*** Opening of Data in this exercise ***

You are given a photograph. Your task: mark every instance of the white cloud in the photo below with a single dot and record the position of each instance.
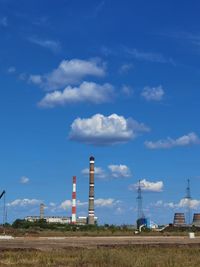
(24, 180)
(67, 204)
(148, 56)
(127, 90)
(185, 140)
(49, 44)
(102, 130)
(11, 70)
(4, 21)
(183, 203)
(99, 172)
(153, 93)
(103, 202)
(99, 203)
(115, 171)
(36, 79)
(86, 92)
(24, 202)
(119, 171)
(148, 186)
(70, 72)
(125, 68)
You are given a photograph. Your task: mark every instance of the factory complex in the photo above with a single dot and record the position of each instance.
(180, 219)
(82, 220)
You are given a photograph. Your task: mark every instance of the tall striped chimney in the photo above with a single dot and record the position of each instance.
(74, 200)
(91, 193)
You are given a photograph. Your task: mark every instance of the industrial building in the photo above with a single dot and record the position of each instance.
(82, 220)
(179, 219)
(196, 219)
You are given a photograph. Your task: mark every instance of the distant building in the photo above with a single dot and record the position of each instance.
(59, 219)
(50, 219)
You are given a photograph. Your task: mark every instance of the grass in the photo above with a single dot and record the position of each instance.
(136, 256)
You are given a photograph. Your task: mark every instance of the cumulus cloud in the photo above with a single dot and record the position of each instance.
(36, 79)
(4, 21)
(153, 93)
(183, 203)
(185, 140)
(127, 90)
(99, 172)
(109, 202)
(125, 68)
(119, 171)
(148, 186)
(69, 72)
(66, 204)
(52, 45)
(86, 92)
(103, 130)
(148, 56)
(99, 203)
(11, 70)
(115, 171)
(24, 202)
(24, 180)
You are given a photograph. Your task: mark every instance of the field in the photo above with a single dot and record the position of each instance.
(137, 256)
(118, 251)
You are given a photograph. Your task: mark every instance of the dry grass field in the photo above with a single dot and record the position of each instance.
(137, 256)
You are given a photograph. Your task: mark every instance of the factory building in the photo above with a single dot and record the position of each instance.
(196, 219)
(82, 220)
(91, 219)
(179, 219)
(49, 219)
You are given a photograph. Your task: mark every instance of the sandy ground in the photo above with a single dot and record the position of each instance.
(49, 243)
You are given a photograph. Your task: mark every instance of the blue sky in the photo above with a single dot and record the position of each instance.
(115, 79)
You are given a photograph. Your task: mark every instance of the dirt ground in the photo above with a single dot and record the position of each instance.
(49, 243)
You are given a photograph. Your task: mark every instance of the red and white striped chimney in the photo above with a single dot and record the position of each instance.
(74, 201)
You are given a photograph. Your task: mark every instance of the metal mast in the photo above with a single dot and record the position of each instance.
(139, 201)
(188, 203)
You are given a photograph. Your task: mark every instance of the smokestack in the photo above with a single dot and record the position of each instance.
(74, 201)
(91, 193)
(41, 211)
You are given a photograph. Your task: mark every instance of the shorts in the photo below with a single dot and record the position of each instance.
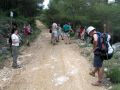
(66, 34)
(98, 61)
(54, 34)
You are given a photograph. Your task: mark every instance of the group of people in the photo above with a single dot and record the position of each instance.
(58, 32)
(15, 40)
(102, 48)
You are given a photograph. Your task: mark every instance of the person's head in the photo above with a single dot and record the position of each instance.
(58, 24)
(15, 31)
(90, 30)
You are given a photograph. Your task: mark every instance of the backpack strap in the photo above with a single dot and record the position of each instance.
(99, 40)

*** Close of Data in this exercise ***

• [How to complete this task]
This exercise needs every entry retyped exactly, with the pictures removed.

• [Solution to the exercise]
You are given a photograph. Your task: mark every instance of the white cloud in the photo below with a single dot and record the position of each instance.
(24, 180)
(67, 204)
(148, 56)
(127, 90)
(185, 140)
(49, 44)
(102, 130)
(11, 70)
(4, 21)
(183, 203)
(99, 172)
(153, 93)
(103, 202)
(99, 203)
(115, 171)
(36, 79)
(86, 92)
(24, 202)
(119, 171)
(148, 186)
(70, 72)
(125, 68)
You are given a photograph. Your task: mark every instance of the factory complex in the photo above with a single dot and record the position of each instance.
(180, 219)
(82, 220)
You are given a photograph. Your task: mark every instance of the tall striped chimney in the photo above with a single dot and record the position of each instance.
(74, 200)
(91, 193)
You are given a photograph. Your task: mark every instance of the industrial building in the photo above with a single dot and record the position of each instance.
(82, 220)
(179, 219)
(196, 219)
You are given a photograph. Your task: mark every instance of the distant building in the photo above with a single dot and record the position of each instance.
(59, 219)
(50, 219)
You are given a photograph. Your task: mark every instance of the grass in the photo above with a single dot and record the position of each instance.
(136, 256)
You are given a photograph. Your task: mark every instance of the cumulus cloud in the photo above with a single dot and record the position of each instance.
(36, 79)
(4, 21)
(153, 93)
(183, 203)
(185, 140)
(127, 90)
(99, 172)
(109, 202)
(125, 68)
(119, 171)
(148, 186)
(69, 72)
(66, 204)
(52, 45)
(86, 92)
(103, 130)
(148, 56)
(99, 203)
(11, 70)
(115, 171)
(24, 202)
(24, 180)
You are given a photograph. Your task: mark every instance of the field in the photo above with a single dot and record the position of each instance.
(137, 256)
(118, 251)
You are given a photograph. Your task: mark every instance of the dry grass field in the photo above with a single dot and record the position of each instance.
(137, 256)
You are given a photograph. Your task: mark every instance of the factory building in the photo above with a single dot and record the position of each instance.
(196, 219)
(82, 220)
(91, 219)
(179, 219)
(49, 219)
You are given a photograph. Your task: mark every instance of the sandy ground in the photo above with a single dot and record the position of each instance.
(49, 243)
You are given a photograph. Your task: mark every instance of the blue sky in the photo above with a single dot and record the position of each instance.
(115, 79)
You are given a photograph. Your task: mark every instance of the dirt ground in the photo above with a single dot and record the position of each instance.
(49, 243)
You are given a photograph. Your task: mark every instance of the red and white striped chimney in the photo above with a single dot and record the position of each instance.
(74, 201)
You are given a photograph. Your task: mark every instance of the metal mast in the photo above with a single dot and record the position of each instance.
(139, 201)
(188, 203)
You are given a photograph. Your task: mark every instance of the smokestack in the photo above with a single dot and record the position of each instance.
(74, 201)
(91, 193)
(41, 211)
You are given a photograph. Your task: mark every instance of the shorts in the photo below with a single dot and record the position of each instance.
(66, 34)
(98, 61)
(54, 34)
You are given a photograph. Your task: mark every instance of the group of people in the photo above with a single dot and record the position of each instance.
(58, 32)
(15, 40)
(102, 48)
You are given a photograph. Your task: mark every instance of the person's head in the photo above with a single dot and record the position of each instance.
(58, 24)
(15, 31)
(90, 30)
You are given a photograph. Your task: mark every instance of the backpack strap in the photo above with a single dot and record the position of each instance.
(99, 40)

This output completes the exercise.